Text segment
* * * *

If somebody can help me, it I would be very grateful.
Thanks in advance, best regards.
Diego.
I continue doing tests and changes in the code, and the result is the same. mc_interface_set_brake_current_rel is called with a value of 1.0 (mc_interface_set_brake_current_rel(1.0)), but the actual braking never occurs if the erpm is more than the maximum I set in VESC-Tool, then the braking is not done. Perhaps it has to do with the algorithm related to max ERPM, but surpringsingly the ADC app works quite well. I will search some function calling that makes some actualization on overriding variables
Now I have some important clues.
The experiment is as follows. I run the motor with limited velocity. Then I give impulse to the wheel with my hand, and in the realtime data is seen two important things: one is that the duty cycle goes up the maximum value reached with full throttle. The second one is that the current drops to zero.

* * * *

Set of tasks
[1] For each statement about the forum post on motor braking, answer yes or no and quote the words from the post that decide it. (a) The function mc_interface_set_brake_current_rel is called with a value of 1.0. (b) The ADC app performs poorly. (c) In the experiment, the current rises to its maximum.
[2] Echo part of the forum post on motor braking word for word, beginning at the words "I continue doing" and stopping after the words "drops to zero.".
The data after this point plays no role here.

Data extract

* * * *

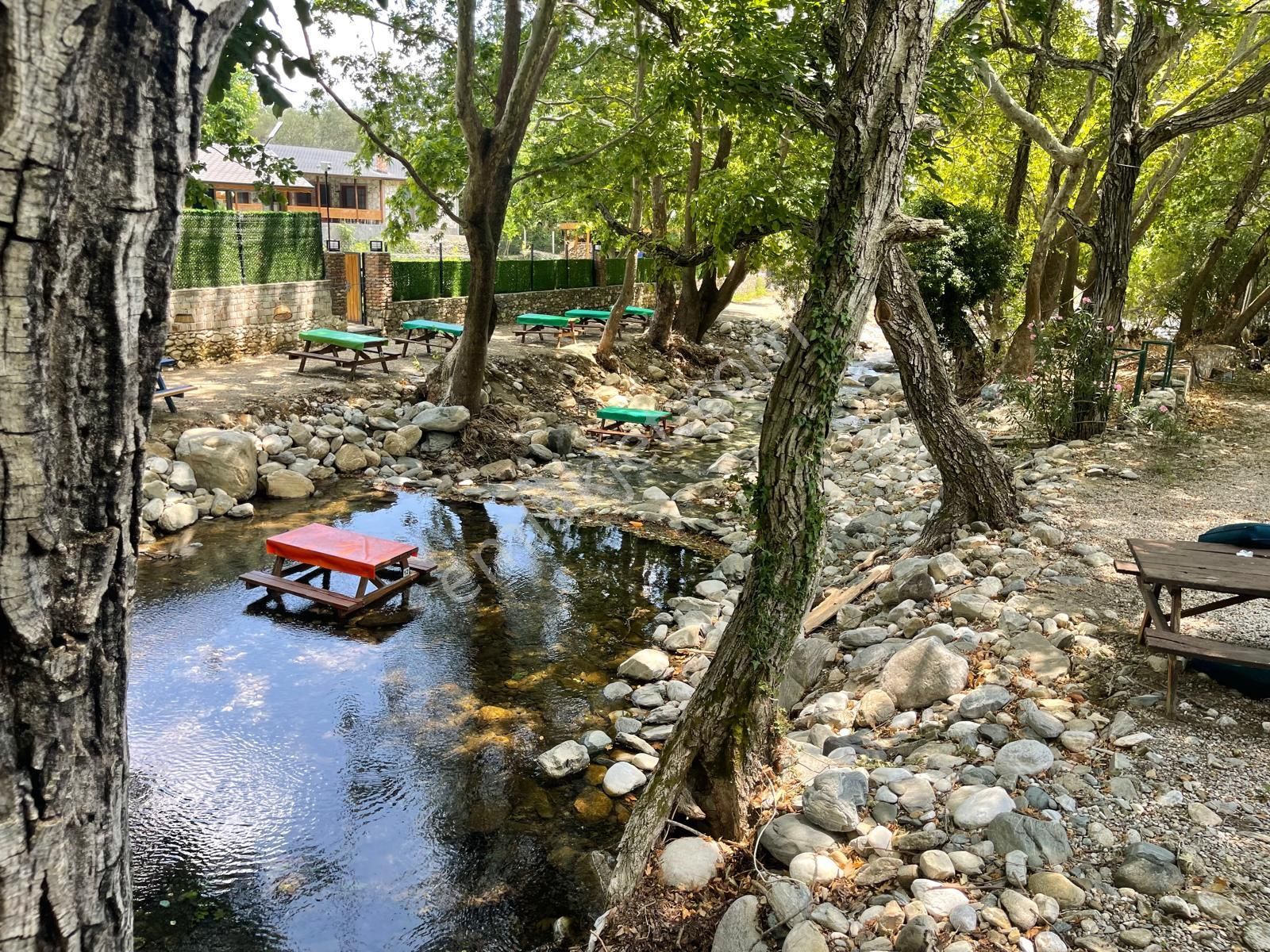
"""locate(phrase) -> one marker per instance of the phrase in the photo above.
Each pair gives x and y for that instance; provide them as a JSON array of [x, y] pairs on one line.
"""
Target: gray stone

* * * *

Set of answers
[1]
(a) Yes: "mc_interface_set_brake_current_rel is called with a value of 1.0"
(b) No: "surpringsingly the ADC app works quite well"
(c) No: "The second one is that the current drops to zero."

[2]
I continue doing tests and changes in the code, and the result is the same. mc_interface_set_brake_current_rel is called with a value of 1.0 (mc_interface_set_brake_current_rel(1.0)), but the actual braking never occurs if the erpm is more than the maximum I set in VESC-Tool, then the braking is not done. Perhaps it has to do with the algorithm related to max ERPM, but surpringsingly the ADC app works quite well. I will search some function calling that makes some actualization on overriding variables
Now I have some important clues.
The experiment is as follows. I run the motor with limited velocity. Then I give impulse to the wheel with my hand, and in the realtime data is seen two important things: one is that the duty cycle goes up the maximum value reached with full throttle. The second one is that the current drops to zero.